WHAT TO PRODUCE
Transcribe the entries below exactly.

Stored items
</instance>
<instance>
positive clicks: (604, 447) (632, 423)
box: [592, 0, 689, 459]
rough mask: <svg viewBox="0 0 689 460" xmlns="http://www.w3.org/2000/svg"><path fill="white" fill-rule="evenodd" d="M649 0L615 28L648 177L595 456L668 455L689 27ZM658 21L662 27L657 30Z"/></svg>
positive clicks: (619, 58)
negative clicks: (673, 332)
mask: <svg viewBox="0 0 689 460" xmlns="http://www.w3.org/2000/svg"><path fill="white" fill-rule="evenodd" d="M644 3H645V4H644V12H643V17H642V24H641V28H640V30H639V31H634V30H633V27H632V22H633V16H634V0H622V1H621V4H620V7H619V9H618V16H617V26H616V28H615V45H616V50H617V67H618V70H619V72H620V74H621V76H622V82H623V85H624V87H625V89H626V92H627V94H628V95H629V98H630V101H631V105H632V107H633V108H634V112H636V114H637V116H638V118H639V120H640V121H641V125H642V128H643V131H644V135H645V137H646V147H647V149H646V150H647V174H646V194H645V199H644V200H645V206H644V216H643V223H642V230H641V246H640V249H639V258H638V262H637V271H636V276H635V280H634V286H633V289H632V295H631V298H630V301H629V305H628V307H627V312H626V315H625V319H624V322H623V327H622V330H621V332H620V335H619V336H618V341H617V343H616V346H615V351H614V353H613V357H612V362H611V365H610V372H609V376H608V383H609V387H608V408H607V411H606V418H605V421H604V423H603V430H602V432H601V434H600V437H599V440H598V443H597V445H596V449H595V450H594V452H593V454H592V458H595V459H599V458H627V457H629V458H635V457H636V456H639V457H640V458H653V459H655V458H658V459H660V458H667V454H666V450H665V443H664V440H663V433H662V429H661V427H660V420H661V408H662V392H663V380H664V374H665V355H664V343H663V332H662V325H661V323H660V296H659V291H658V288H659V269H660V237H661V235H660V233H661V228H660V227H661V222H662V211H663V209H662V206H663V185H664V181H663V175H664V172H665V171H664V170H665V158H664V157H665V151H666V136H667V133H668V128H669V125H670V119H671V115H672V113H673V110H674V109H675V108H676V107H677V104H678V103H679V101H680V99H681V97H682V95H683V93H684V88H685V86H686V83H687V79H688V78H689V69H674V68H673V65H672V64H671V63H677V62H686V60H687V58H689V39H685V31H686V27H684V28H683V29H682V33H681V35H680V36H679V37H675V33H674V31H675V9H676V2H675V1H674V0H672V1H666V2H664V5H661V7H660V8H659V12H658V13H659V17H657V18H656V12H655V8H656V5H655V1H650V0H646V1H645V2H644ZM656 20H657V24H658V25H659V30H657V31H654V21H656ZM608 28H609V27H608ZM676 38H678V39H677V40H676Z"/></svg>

RESPONSE TO THE EXERCISE
</instance>
<instance>
positive clicks: (604, 447) (632, 423)
box: [592, 0, 689, 459]
rough mask: <svg viewBox="0 0 689 460" xmlns="http://www.w3.org/2000/svg"><path fill="white" fill-rule="evenodd" d="M649 0L615 28L648 177L595 456L668 455L689 27ZM658 21L662 27L657 30Z"/></svg>
positive clicks: (619, 58)
negative clicks: (673, 332)
mask: <svg viewBox="0 0 689 460" xmlns="http://www.w3.org/2000/svg"><path fill="white" fill-rule="evenodd" d="M644 3H645V4H644V12H643V17H642V24H641V28H640V30H639V31H634V30H633V27H632V22H633V16H634V0H622V1H621V4H620V7H619V9H618V16H617V26H616V28H615V45H616V50H617V67H618V70H619V72H620V74H621V76H622V82H623V85H624V87H625V89H626V92H627V94H628V95H629V98H630V101H631V105H632V107H633V108H634V112H636V114H637V116H638V118H639V120H640V121H641V125H642V128H643V131H644V135H645V137H646V147H647V149H646V150H647V174H646V194H645V199H644V200H645V206H644V216H643V223H642V230H641V246H640V249H639V258H638V262H637V271H636V276H635V280H634V286H633V289H632V295H631V298H630V301H629V305H628V307H627V312H626V315H625V319H624V322H623V327H622V330H621V332H620V335H619V336H618V341H617V343H616V346H615V351H614V353H613V357H612V362H611V365H610V372H609V376H608V383H609V387H608V408H607V411H606V418H605V421H604V423H603V430H602V432H601V434H600V437H599V440H598V443H597V445H596V449H595V450H594V452H593V454H592V458H595V459H599V458H627V457H629V458H635V457H636V456H639V457H640V458H653V459H655V458H658V459H660V458H667V454H666V450H665V443H664V440H663V433H662V429H661V427H660V420H661V408H662V392H663V380H664V374H665V355H664V343H663V332H662V325H661V323H660V296H659V291H658V288H659V269H660V237H661V235H660V233H661V228H660V227H661V222H662V211H663V209H662V206H663V185H664V181H663V175H664V172H665V171H664V170H665V158H664V157H665V151H666V136H667V133H668V128H669V125H670V119H671V115H672V113H673V110H674V109H675V108H676V107H677V104H678V103H679V101H680V99H681V97H682V95H683V93H684V88H685V86H686V83H687V79H688V78H689V69H674V68H673V65H672V64H671V63H677V62H686V60H687V58H689V39H685V31H686V27H684V28H683V29H682V33H681V35H680V36H679V37H675V33H674V31H675V9H676V2H675V1H674V0H672V1H666V2H664V5H661V7H660V8H659V12H658V13H659V17H657V18H656V12H655V8H656V5H655V1H650V0H646V1H645V2H644ZM656 20H657V24H658V25H659V30H657V31H654V21H656ZM608 28H609V27H608ZM676 38H678V39H677V40H676Z"/></svg>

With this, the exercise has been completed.